▶ _Work to do_:
1/ Return the part of the court opinion starting at "United States District Court, D." and ending at "TRUST CO., Defendant.".
2/ According to the court opinion, by what date did Insight tell Total Advisors and Pro Advisors that the accounts they advised needed to be transferred elsewhere?
3/ Extend the court opinion, continuing on from the last words shown.

▶ _Text excerpt_:
United States District Court, D. Massachusetts
Jan 19, 2024
712 F. Supp. 3d 202 (D. Mass. 2024)

Opinion

Civil Action No. 23-12138-MJJ

2024-01-19

INSIGHT SECURITIES, INC., Plaintiff, v. STATE STREET BANK AND TRUST CO., Defendant.

Michael R. Stanley, Demeo LLP, Boston, MA, for Plaintiff. Matthew W. Costello, Nixon Peabody LLP, Boston, MA, John T. Ruskusky, Nixon Peabody LLP, Chicago, IL, for Defendant.


Michael R. Stanley, Demeo LLP, Boston, MA, for Plaintiff.

Matthew W. Costello, Nixon Peabody LLP, Boston, MA, John T. Ruskusky, Nixon Peabody LLP, Chicago, IL, for Defendant.

MEMORANDUM OF DECISION

JOUN, United States District Judge

On August 21, 2023, Plaintiff Insight Securities, Inc. ("Insight") brought suit in Suffolk Superior Court against State Street Bank and Trust Co. ("State Street") for various claims relating to fraudulent transfers, allegedly facilitated by State Street, that detrimentally affected Insight's accountholders. On September 19, 2023, State Street removed the case to this Court. [Doc. No. 1]. On October 10, 2023, Insight moved to remand this action to state court for lack of subject matter jurisdiction. [Doc. No. 12]. For the reasons below, Insight's motion is GRANTED.

I. BACKGROUND

I only recount the facts necessary to decide this motion. Insight is a "broker/dealer" of securities. [Doc. No. 1-3, at ¶ 2]. Insight alleges that Fernando Haberer, ("Mr. Haberer") employee and agent of Biscayne Capital, SA, ("Biscayne") was operating a Ponzi scheme in 2017 and 2018 via Biscayne and the investment advisory companies Total Advisors, LLC ("Total Advisors") and Pro Advisors, LLC ("Pro Advisors") using "various worthless securities issued by Biscayne." [Id. at ¶¶ 56, 60]. Insight further alleges that, in late 2017, it informed Total Advisors and Pro Advisors, that accounts carried by Insight "that employed Total or Pro as investment advisor, needed to be transferred elsewhere" by January 1, 2018. [Id. at ¶ 74]. On that date, all of Insight's accounts introduced by the two companies were placed on a "liquidation only basis." [Id. at ¶ 75]. Beginning in March 2018, Mr. Haberer forged multiple requests from clients over which Total Advisors or Pro Advisors had trading authority to non-existent accounts at Deutsche Bank Trust Company Americas ("DBTCA"). [Id. at ¶¶ 76-106]. Simultaneously, Mr. Haberer informed DBTCA that his accounts at DBTCA would be receiving the securities transferred from Insight's clients. [Id.]. State Street facilitated these transfers. [Id.].

The transfers were possible, Insight alleges, because State Street had a policy of treating third-party transfers of securities (transfers between two different parties)

▶ _Data extract_:
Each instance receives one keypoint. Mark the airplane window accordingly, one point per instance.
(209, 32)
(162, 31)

▶ _The replies_:
1/
United States District Court, D. Massachusetts
Jan 19, 2024
712 F. Supp. 3d 202 (D. Mass. 2024)

Opinion

Civil Action No. 23-12138-MJJ

2024-01-19

INSIGHT SECURITIES, INC., Plaintiff, v. STATE STREET BANK AND TRUST CO., Defendant.

2/ January 1, 2018.

3/
as if they were "same-name" transfers (transfers between the same party). [Id. at ¶¶ 41-50]. Because of State Street's scheme, Insight's records showed transfers from its clients' accounts at Insight to its clients' (non-existent) accounts at DBTCA, while DBTCA's records showed transfers from Mr. Haberer's (non-existent) accounts at Insight to his account at DBTCA. [Id. at ¶¶ 107-08]. Because Insight had no reason to believe that its clients securities were transferred to a third-party account, Insight alleges it had no reason to suspect the transfers were fraudulent. [Id. at ¶ 108].

The fraudulent nature of the transfers was discovered in May 2018, prompting Insight to alert the authorities. [Id. at ¶¶ 109-10]. Insight tried to reclaim the money from DBTCA, initiating arbitration, while its customers, who had been defrauded, initiated arbitration against it. [Id. at ¶¶ 111-14]. State Street refused to participate in the arbitration or provide discovery. [Id. at ¶¶ 115-18]. In July of 2022, during arbitration, Insight received documents that revealed the scheme described above. [Id. at ¶ 121]. In January 2023, Insight also issued State Street a reclamation letter, but received no response. [Id. at ¶ 123]. Insight then brought this suit.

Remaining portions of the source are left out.